[Dataset entries]
┌──
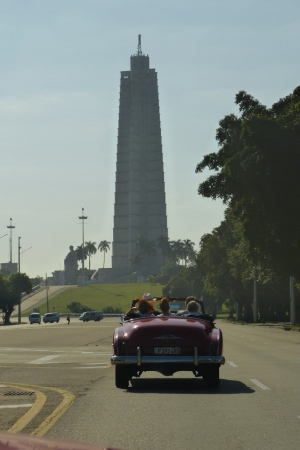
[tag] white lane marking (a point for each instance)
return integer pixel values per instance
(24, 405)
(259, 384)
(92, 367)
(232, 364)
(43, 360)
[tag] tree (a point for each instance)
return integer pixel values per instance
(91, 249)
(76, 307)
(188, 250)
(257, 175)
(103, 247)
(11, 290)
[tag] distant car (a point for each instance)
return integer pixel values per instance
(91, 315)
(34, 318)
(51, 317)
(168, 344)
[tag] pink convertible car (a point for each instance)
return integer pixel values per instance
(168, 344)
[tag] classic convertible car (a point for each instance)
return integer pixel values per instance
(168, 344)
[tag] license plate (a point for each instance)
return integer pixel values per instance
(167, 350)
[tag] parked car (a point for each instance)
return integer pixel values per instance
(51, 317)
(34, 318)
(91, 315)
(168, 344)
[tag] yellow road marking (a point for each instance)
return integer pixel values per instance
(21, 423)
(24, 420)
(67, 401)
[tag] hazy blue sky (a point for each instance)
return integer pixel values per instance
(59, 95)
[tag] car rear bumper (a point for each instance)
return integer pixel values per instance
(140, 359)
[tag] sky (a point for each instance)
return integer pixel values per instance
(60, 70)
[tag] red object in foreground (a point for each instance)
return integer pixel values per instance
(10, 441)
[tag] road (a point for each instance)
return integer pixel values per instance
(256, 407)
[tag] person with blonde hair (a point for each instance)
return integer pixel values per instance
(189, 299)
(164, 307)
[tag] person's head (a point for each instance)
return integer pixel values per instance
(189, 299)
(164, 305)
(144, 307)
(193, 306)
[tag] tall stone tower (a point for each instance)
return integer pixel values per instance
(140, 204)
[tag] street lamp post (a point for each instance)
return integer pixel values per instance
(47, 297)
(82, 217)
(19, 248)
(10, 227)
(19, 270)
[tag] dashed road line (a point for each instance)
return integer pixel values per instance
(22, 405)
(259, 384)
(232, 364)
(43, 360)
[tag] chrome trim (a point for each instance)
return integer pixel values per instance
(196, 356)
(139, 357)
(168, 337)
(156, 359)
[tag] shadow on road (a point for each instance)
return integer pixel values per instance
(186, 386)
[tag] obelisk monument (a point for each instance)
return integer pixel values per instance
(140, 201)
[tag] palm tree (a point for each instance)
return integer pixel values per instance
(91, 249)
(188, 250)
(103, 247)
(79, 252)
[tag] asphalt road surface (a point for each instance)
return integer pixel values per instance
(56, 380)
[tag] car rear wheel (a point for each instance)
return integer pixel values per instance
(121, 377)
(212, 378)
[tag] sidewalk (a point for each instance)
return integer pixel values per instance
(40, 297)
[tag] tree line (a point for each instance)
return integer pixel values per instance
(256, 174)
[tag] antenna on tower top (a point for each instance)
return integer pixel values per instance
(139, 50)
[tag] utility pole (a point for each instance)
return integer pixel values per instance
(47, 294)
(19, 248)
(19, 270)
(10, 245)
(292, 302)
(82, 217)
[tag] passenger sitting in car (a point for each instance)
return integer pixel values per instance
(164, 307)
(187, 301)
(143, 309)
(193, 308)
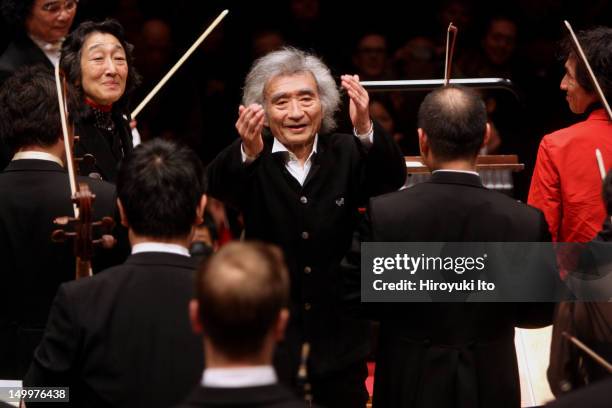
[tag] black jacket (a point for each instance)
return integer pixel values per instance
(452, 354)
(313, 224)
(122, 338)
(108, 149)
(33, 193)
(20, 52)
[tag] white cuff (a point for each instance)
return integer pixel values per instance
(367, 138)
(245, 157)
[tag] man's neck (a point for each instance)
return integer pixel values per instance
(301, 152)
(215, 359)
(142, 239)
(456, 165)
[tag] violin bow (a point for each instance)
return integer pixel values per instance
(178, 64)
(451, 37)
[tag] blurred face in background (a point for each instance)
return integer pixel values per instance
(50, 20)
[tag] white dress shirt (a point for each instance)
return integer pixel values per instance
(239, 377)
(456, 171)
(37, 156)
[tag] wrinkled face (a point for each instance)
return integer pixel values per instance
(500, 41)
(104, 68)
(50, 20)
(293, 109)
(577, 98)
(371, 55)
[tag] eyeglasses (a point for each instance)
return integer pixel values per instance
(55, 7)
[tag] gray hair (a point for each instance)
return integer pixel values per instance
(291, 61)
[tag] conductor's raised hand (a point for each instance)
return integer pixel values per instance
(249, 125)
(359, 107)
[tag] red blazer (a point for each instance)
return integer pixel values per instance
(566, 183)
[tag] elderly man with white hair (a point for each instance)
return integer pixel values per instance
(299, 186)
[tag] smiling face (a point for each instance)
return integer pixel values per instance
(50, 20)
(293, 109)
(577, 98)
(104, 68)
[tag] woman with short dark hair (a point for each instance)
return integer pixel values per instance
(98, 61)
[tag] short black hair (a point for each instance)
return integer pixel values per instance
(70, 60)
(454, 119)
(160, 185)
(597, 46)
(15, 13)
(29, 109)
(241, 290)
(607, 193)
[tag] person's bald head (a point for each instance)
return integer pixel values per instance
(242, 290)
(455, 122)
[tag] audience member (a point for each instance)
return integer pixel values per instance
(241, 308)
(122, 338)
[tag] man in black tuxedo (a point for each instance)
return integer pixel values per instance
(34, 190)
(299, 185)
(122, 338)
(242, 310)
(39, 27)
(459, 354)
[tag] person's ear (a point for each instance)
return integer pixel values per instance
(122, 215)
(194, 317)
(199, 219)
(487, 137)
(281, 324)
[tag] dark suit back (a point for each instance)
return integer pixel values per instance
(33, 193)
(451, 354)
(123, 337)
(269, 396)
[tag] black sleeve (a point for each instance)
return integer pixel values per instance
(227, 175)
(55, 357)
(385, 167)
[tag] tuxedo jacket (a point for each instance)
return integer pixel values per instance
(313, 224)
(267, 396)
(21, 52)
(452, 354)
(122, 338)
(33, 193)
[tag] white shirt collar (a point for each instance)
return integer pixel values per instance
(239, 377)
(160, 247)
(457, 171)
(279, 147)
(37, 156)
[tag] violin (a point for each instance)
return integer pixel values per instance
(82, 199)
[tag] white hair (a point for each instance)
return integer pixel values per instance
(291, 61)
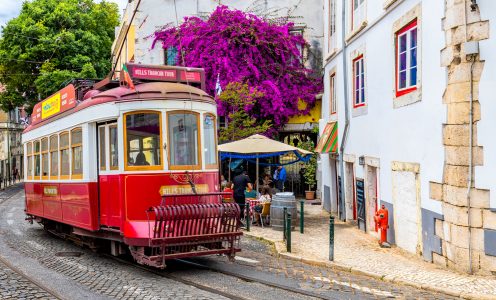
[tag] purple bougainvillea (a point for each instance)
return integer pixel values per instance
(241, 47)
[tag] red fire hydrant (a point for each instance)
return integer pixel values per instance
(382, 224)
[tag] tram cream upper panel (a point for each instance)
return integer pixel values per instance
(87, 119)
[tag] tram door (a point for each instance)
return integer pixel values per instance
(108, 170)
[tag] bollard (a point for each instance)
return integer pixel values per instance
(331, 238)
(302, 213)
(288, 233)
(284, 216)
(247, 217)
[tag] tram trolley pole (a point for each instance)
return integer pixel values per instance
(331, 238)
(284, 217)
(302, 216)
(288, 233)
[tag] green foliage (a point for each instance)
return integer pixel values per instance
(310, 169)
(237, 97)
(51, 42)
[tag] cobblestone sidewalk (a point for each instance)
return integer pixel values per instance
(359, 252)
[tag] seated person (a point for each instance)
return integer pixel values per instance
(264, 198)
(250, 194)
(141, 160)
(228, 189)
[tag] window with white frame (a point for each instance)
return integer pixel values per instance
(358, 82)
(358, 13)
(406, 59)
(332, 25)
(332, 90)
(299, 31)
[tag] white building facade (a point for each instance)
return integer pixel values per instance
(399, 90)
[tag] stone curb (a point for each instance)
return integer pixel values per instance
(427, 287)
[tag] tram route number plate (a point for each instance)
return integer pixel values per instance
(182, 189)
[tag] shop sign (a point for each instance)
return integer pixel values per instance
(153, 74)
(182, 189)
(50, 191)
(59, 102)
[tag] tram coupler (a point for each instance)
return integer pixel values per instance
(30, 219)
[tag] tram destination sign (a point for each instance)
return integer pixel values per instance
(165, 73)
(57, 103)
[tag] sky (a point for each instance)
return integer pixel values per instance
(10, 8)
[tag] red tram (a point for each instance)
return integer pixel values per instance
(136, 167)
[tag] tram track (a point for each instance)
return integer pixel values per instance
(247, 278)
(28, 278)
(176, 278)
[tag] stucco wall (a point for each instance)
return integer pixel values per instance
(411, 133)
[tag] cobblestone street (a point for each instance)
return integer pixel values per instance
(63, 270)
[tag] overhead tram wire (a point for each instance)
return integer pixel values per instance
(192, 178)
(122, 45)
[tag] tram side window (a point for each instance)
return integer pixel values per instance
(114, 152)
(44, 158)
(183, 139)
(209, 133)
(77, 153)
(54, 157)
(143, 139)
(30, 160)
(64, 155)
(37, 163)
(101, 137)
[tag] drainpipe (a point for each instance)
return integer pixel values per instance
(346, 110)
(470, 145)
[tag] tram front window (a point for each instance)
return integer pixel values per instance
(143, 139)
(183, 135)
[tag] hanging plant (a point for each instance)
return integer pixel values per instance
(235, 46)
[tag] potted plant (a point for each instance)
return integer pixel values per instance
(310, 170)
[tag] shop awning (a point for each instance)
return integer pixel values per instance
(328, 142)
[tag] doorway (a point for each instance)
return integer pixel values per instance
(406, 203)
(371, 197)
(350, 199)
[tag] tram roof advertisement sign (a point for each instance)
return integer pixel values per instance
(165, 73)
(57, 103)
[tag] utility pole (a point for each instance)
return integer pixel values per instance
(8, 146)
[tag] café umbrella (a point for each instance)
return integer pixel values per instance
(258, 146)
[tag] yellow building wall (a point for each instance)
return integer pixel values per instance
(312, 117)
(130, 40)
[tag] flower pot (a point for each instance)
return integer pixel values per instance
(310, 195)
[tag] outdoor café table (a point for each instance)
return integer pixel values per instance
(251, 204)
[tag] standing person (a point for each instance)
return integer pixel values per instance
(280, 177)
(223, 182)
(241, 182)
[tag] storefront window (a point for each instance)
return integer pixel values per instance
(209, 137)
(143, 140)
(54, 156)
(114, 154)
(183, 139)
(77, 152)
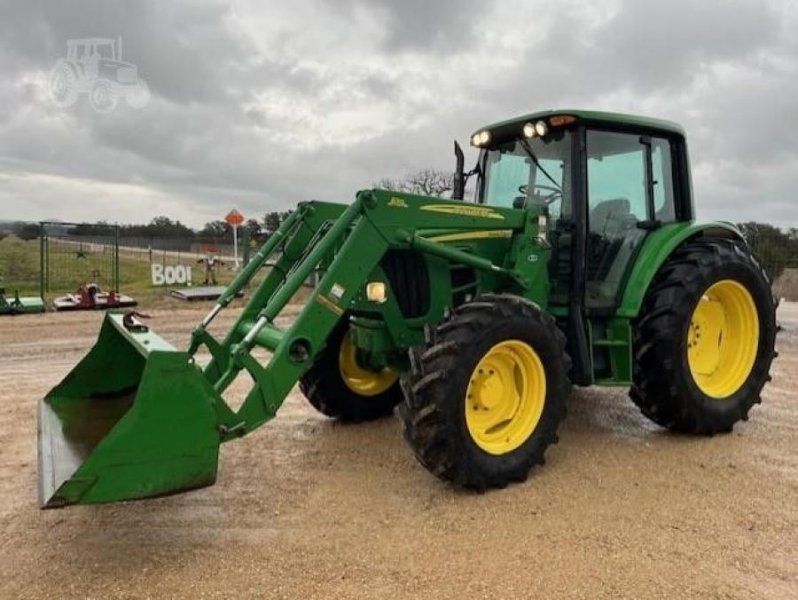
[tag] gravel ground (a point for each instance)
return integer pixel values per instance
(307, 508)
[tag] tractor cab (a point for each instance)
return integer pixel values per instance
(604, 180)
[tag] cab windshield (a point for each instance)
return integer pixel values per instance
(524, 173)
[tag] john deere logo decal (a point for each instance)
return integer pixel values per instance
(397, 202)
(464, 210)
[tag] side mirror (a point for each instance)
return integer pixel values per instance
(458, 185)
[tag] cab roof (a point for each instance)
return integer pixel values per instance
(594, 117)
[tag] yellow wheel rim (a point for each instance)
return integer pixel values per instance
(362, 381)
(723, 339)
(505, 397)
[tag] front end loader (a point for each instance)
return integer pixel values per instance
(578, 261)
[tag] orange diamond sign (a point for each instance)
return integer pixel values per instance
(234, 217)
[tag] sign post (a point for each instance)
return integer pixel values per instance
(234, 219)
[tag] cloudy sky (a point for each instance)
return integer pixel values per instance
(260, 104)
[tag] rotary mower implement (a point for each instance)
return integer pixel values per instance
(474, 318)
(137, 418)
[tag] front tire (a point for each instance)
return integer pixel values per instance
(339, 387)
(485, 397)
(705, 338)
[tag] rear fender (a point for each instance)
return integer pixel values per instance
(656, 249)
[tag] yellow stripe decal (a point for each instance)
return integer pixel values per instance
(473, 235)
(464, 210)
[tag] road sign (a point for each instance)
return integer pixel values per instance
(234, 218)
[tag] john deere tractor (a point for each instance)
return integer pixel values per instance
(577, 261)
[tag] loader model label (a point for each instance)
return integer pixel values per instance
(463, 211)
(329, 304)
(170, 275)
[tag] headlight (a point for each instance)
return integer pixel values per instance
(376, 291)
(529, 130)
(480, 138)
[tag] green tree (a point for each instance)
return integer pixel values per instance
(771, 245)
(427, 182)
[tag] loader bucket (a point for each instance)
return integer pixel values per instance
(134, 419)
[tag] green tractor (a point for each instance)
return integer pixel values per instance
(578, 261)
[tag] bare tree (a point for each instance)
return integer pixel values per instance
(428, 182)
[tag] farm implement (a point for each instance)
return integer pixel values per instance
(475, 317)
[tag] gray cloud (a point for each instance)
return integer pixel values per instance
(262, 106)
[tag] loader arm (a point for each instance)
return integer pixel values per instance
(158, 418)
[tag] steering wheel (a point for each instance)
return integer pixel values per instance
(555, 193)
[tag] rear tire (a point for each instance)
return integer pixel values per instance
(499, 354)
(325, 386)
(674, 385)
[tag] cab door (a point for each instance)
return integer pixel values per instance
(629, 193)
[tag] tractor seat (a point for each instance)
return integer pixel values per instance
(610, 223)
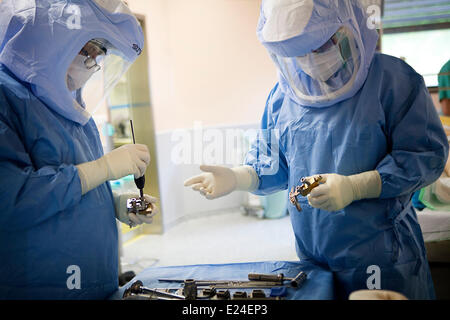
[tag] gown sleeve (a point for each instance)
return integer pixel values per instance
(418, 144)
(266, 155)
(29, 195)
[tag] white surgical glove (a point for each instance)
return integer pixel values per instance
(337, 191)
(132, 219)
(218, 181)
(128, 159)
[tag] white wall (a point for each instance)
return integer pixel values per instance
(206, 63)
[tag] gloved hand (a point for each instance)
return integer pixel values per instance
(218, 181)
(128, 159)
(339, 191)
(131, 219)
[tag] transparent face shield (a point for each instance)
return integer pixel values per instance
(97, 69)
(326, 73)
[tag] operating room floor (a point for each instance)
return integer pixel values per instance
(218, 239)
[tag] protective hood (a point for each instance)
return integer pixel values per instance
└──
◆ Assignment: If a line of the data contains "sleeve", copy it out.

◆ Result of this exercise:
[tag] black sleeve (a point for each instance)
[tag] gown sleeve (a point for each instance)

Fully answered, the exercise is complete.